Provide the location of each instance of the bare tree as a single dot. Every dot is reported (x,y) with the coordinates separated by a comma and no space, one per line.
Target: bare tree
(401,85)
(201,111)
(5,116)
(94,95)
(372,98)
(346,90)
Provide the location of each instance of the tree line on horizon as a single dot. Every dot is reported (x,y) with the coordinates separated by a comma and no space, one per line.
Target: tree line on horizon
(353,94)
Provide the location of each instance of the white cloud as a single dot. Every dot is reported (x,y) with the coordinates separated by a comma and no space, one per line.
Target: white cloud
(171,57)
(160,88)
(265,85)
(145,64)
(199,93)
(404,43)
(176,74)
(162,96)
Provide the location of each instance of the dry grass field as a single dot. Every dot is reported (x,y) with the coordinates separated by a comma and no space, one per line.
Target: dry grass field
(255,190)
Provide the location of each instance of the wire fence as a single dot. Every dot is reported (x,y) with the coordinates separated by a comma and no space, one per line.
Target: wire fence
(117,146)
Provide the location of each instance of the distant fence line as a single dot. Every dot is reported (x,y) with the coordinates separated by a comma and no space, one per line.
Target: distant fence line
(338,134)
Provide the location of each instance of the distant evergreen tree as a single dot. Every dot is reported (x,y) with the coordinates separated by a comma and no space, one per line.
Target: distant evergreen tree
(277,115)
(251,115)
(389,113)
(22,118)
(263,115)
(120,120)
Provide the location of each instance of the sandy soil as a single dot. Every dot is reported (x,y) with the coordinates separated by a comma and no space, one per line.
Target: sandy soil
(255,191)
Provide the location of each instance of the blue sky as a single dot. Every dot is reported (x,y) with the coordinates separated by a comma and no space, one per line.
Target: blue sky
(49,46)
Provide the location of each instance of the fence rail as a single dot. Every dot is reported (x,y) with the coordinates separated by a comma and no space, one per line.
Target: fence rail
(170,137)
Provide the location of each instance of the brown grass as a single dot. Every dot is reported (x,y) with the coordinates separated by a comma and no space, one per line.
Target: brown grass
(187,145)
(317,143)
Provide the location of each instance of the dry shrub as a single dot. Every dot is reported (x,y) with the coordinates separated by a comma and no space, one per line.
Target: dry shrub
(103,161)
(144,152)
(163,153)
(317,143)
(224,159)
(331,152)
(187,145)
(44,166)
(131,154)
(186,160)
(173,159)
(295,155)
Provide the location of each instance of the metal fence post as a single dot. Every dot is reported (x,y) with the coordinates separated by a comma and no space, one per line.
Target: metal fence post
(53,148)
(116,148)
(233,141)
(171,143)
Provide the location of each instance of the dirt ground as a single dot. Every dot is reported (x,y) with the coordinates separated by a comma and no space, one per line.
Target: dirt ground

====

* Set task *
Copy everything from the line containing "Provide the location of each instance of the metal" down to the end of the records, requests included, and scale each coordinate in the answers by 1.9, rounding to whole numbers with halves going up.

* Completed task *
Provide the location of each instance of the metal fence post as a single dot. Every dot is reported (x,y) with the coordinates separated by a comma and no space, one per line.
Target: metal fence post
(101,281)
(220,281)
(443,268)
(325,272)
Provide the location of each instance of the dirt ground as a single dot. Every dot is reported (x,y) with the coordinates separated by a comma and no space, one per line.
Target: dirt ground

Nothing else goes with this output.